**Exercise description:**
Your answer must consist of the records below, reproduced exactly, with every picture removed.
BEGIN Dataset records
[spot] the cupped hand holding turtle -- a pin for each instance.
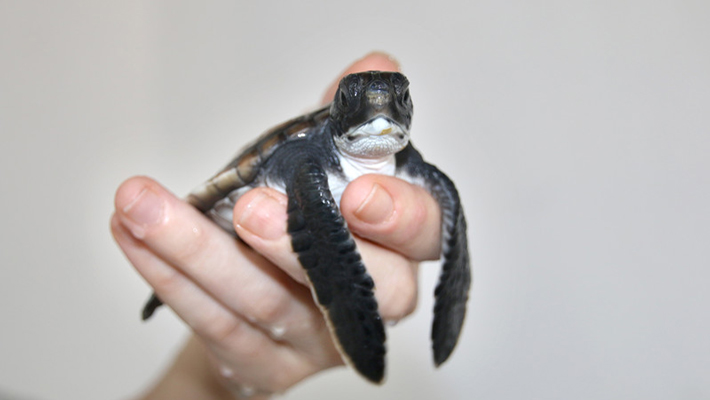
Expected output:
(257, 329)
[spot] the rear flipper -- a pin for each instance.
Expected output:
(150, 306)
(455, 279)
(342, 287)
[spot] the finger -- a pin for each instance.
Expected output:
(260, 220)
(394, 214)
(375, 61)
(186, 240)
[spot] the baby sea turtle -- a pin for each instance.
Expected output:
(311, 159)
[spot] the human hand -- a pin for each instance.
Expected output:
(258, 330)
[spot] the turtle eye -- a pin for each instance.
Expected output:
(343, 98)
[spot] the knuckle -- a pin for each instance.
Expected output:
(281, 379)
(402, 301)
(192, 246)
(269, 309)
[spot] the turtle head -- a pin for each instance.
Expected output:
(372, 112)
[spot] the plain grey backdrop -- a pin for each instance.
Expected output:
(577, 132)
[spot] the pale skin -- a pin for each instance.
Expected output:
(256, 328)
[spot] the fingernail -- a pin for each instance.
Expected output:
(377, 207)
(386, 55)
(264, 217)
(144, 211)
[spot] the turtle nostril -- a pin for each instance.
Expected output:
(378, 86)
END Dataset records
**Task output:**
[spot] the cupped hand holding turtle -- a pin for each instance.
Expected output:
(257, 329)
[spot] the rear flipper -- a pin for each instance.
Expected output:
(150, 306)
(455, 279)
(342, 287)
[spot] the finger -- a pin for each instance.
Expected output:
(260, 220)
(394, 214)
(375, 61)
(186, 240)
[spot] the baby sea turtle -- a pin for each instance.
Expected output:
(311, 159)
[spot] the human hand -- a pin for each instance.
Expected output:
(258, 330)
[spot] the turtle eye -- a pin for each instance.
Expected output:
(343, 98)
[spot] the knuckle -- a pin for each instance.
Expected output:
(281, 379)
(402, 301)
(192, 246)
(269, 309)
[spot] the turtle head -- a pin for each instance.
Expected output:
(372, 112)
[spot] the plain grey backdrop -- a pin for each instance.
Expected output:
(577, 132)
[spot] the pale skin -- a pin for each instance.
Expected output:
(256, 328)
[spot] the fingernail -- a pin for each instance.
Expected output:
(377, 207)
(386, 55)
(264, 217)
(144, 211)
[spot] the turtle nostril -- a pin for each instance.
Expected output:
(378, 86)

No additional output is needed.